:: À faire ::
• A. Dans l'extrait, relevez tous les personnages présentés comme des catalyseurs et indiquez pour chacun ce dont il est le catalyseur.
• B. Recopiez à l'identique les lignes des données fournies. Commencez à la toute première ligne et arrêtez-vous après celle qui contient « [0,0,96,97] ».

:: Extrait cité ::

****************

Lu en Octobre 2019. Relu en Avril 2021. Édition Folio. 10/10 → 9,0/10
L'efficacité du style de Camus est tout simplement bluffante. Meursault est un personnage auquel on s’identifie immédiatement. Il est entouré de personnages qui le remplissent, qui lui donne une matière. Raymond est le catalyseur de la violence. Maria catalyseur de l'amour. Le vieux avec son chien, catalyseur de la solitude. Meursault ne vit donc qu'à travers les autres.
Dès l’incipit - peut-être l’entrée en matière la plus connue de la littérature : "Aujourd'hui maman est morte. Ou peut-être hier, je ne sais pas." - Meursault apparaît comme dénué d’existence. Il n’existe pas, il est, parce que sa mère l’a engendré. C’est une réalité extrêmement puissante.

****************

:: Données fournies ::
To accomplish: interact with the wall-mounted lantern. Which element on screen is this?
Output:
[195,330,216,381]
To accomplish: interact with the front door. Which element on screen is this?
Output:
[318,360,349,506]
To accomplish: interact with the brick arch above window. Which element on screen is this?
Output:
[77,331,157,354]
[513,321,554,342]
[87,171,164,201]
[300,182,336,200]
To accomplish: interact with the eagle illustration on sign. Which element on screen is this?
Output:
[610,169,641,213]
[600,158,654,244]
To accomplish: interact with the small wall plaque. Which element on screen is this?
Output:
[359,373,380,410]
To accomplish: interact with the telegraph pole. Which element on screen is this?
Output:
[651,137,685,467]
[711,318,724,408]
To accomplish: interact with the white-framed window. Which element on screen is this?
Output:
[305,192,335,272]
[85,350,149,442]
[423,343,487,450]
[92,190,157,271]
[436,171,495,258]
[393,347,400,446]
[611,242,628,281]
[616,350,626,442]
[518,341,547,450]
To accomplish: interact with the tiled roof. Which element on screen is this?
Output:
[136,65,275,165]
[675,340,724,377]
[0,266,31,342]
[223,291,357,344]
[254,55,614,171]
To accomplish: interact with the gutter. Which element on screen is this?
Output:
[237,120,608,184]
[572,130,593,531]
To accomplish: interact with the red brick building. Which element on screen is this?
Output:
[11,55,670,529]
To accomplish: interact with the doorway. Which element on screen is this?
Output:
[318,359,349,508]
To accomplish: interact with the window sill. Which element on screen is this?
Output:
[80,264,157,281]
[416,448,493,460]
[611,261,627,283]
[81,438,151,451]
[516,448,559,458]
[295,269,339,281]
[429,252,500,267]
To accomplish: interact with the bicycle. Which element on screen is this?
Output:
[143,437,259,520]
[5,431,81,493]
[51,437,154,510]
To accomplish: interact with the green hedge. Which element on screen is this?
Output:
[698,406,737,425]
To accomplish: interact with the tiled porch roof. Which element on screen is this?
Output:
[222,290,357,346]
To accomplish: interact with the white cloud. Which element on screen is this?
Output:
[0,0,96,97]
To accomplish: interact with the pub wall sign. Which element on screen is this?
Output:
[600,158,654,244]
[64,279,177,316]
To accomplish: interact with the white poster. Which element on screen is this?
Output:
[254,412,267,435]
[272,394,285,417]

****************

:: Corrigé par tâche ::
• A.
- Raymond : la violence
- Maria : l'amour
- Le vieux avec son chien : la solitude

• B.
To accomplish: interact with the wall-mounted lantern. Which element on screen is this?
Output:
[195,330,216,381]
To accomplish: interact with the front door. Which element on screen is this?
Output:
[318,360,349,506]
To accomplish: interact with the brick arch above window. Which element on screen is this?
Output:
[77,331,157,354]
[513,321,554,342]
[87,171,164,201]
[300,182,336,200]
To accomplish: interact with the eagle illustration on sign. Which element on screen is this?
Output:
[610,169,641,213]
[600,158,654,244]
To accomplish: interact with the small wall plaque. Which element on screen is this?
Output:
[359,373,380,410]
To accomplish: interact with the telegraph pole. Which element on screen is this?
Output:
[651,137,685,467]
[711,318,724,408]
To accomplish: interact with the white-framed window. Which element on screen is this?
Output:
[305,192,335,272]
[85,350,149,442]
[423,343,487,450]
[92,190,157,271]
[436,171,495,258]
[393,347,400,446]
[611,242,628,281]
[616,350,626,442]
[518,341,547,450]
To accomplish: interact with the tiled roof. Which element on screen is this?
Output:
[136,65,275,165]
[675,340,724,377]
[0,266,31,342]
[223,291,357,344]
[254,55,614,171]
To accomplish: interact with the gutter. Which element on screen is this?
Output:
[237,120,608,184]
[572,130,593,531]
To accomplish: interact with the red brick building. Which element on screen is this?
Output:
[11,55,670,529]
To accomplish: interact with the doorway. Which element on screen is this?
Output:
[318,359,349,508]
To accomplish: interact with the window sill. Which element on screen is this?
Output:
[80,264,157,281]
[416,448,493,460]
[611,261,627,283]
[81,438,151,451]
[516,448,559,458]
[295,269,339,281]
[429,252,500,267]
To accomplish: interact with the bicycle. Which element on screen is this?
Output:
[143,437,259,520]
[5,431,81,493]
[51,437,154,510]
To accomplish: interact with the green hedge. Which element on screen is this?
Output:
[698,406,737,425]
To accomplish: interact with the tiled porch roof. Which element on screen is this?
Output:
[222,290,357,346]
To accomplish: interact with the white cloud. Which element on screen is this?
Output:
[0,0,96,97]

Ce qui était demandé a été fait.